Opdracht:
Beantwoord aan de hand van het artikel over voetbalvandalisme:
(a) Op welke datum is het artikel verschenen?
(b) Hoeveel supporters stuurde burgemeester Cohen met de trein naar huis?
(c) Van welke publicatie was Hoefnagels begin jaren zeventig medeauteur?

Binnenland

„Voetbalvandalen keihard aanpakken”

Ze molesteren treinen, slaan winkeletalages kort en klein en scanderen antisemitische leuzen. Stampij makende voetbalsupporters bezorgen de politie handenvol werk. „Voetbal is geen vrijbrief voor onrecht, geweld en fascistische kreten.”

J. Visscher
24 April 2002 08:20Gewijzigd op 13 November 2020 23:32

„Hamas, Hamas, alle Joden aan het gas”, zo schreeuwden honderden FC Utrecht-supporters afgelopen zondag, voorafgaand aan de wedstrijd tegen Ajax. Burgemeester Cohen van Amsterdam pikte dat niet. Hij vaardigde een noodbevel uit en stuurde 670 supporters met de trein naar huis terug. „Een kordaat en juist besluit. Aanpakken die mensen”, reageert prof. G. P. Hoefnagels, emeritus hoogleraar criminologie en familierecht. Hij deed in het verleden diverse onderzoeken naar voetbalvandalisme. Begin jaren zeventig was hij medeauteur van ”Straf en geweld op het voetbalveld”.

Aangeleverde lijst:
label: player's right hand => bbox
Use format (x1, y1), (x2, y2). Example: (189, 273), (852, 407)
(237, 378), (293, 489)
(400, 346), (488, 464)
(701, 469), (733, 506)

Antwoord:
(a) 24 april 2002
(b) 670
(c) ”Straf en geweld op het voetbalveld”